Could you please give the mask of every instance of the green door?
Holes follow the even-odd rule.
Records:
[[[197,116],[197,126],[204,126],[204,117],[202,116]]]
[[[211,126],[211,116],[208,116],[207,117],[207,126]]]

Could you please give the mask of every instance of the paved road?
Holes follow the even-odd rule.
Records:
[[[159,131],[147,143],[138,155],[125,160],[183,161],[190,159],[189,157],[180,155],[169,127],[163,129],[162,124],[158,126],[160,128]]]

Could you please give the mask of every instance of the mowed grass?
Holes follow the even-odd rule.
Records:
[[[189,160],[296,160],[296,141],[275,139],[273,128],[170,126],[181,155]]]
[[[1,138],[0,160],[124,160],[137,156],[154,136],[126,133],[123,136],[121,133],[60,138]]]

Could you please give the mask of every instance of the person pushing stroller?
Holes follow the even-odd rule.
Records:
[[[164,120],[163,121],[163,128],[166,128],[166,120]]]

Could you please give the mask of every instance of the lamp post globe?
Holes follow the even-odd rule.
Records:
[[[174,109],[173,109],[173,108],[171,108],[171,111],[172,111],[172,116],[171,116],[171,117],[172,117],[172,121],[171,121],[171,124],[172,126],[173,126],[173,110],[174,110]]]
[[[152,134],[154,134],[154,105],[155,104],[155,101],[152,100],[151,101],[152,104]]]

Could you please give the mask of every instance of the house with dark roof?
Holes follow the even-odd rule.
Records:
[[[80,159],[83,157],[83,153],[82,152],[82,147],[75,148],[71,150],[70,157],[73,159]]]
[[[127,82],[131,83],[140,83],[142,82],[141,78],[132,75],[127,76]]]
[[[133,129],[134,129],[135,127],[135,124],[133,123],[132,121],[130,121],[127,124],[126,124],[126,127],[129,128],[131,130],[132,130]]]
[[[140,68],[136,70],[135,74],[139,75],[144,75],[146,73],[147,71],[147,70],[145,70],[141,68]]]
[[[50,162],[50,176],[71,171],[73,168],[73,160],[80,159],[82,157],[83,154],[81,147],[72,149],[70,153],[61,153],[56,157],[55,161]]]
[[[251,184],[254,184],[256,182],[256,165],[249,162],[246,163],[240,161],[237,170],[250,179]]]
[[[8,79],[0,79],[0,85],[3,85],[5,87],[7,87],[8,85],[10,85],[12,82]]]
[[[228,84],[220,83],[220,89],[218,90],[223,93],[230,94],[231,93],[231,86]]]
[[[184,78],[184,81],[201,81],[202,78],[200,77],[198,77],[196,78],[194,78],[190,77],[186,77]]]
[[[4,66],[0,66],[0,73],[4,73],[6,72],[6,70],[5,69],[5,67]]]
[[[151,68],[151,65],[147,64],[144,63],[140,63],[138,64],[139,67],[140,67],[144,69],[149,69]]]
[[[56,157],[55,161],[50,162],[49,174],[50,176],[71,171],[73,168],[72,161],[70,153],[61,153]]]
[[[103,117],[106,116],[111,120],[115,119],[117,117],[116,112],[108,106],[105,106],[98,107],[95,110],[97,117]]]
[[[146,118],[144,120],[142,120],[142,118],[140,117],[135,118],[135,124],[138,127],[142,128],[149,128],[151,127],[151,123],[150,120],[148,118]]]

> [GOAL]:
Shift every polygon coordinate by -18 in the stretch from the line containing "with dark roof?" through the end of the records. Rewrite only that stretch, with each request line kept as is.

> [ANSWER TO THIS PROBLEM]:
Could you please give the mask of every instance of the house with dark roof?
Holes follow the even-odd rule.
Records:
[[[62,141],[65,139],[65,135],[64,134],[64,129],[57,130],[53,132],[52,139],[55,141]]]
[[[109,64],[113,65],[122,65],[124,64],[123,60],[114,57],[109,58]]]
[[[115,111],[116,111],[117,109],[117,106],[115,105],[114,103],[112,103],[109,106],[108,106],[108,109],[111,110],[113,112],[114,112]]]
[[[122,50],[118,52],[117,56],[121,57],[126,57],[128,55],[129,53],[129,52],[127,52],[123,50]]]
[[[32,144],[32,158],[53,153],[55,150],[55,142],[62,141],[64,139],[65,136],[63,129],[54,131],[52,135],[43,135],[38,139],[37,143]]]
[[[233,166],[236,166],[238,164],[238,147],[231,144],[228,145],[222,143],[219,152],[232,161]]]
[[[-10,61],[-18,61],[-18,67],[-15,67],[-13,69],[-11,69],[-10,67],[-8,67],[-6,64]]]
[[[210,66],[202,65],[202,71],[200,72],[205,75],[212,76],[213,75],[213,68]]]
[[[166,60],[166,63],[183,63],[184,60],[182,59],[180,59],[178,60],[176,60],[172,59],[168,59]]]
[[[-14,48],[-18,48],[-18,55],[-14,55],[-12,54],[-12,52],[-13,51],[-13,49]]]
[[[133,50],[133,47],[129,46],[126,45],[122,45],[120,46],[121,49],[122,49],[126,51],[131,51]]]
[[[38,139],[37,143],[32,144],[31,156],[32,158],[53,153],[55,150],[54,143],[52,135],[43,135]]]
[[[85,99],[88,98],[93,102],[97,101],[99,99],[98,94],[90,88],[87,88],[80,89],[77,92],[79,99]]]
[[[128,100],[126,102],[124,102],[124,100],[122,99],[117,100],[117,106],[120,109],[124,110],[131,110],[133,109],[133,105],[132,102],[130,100]]]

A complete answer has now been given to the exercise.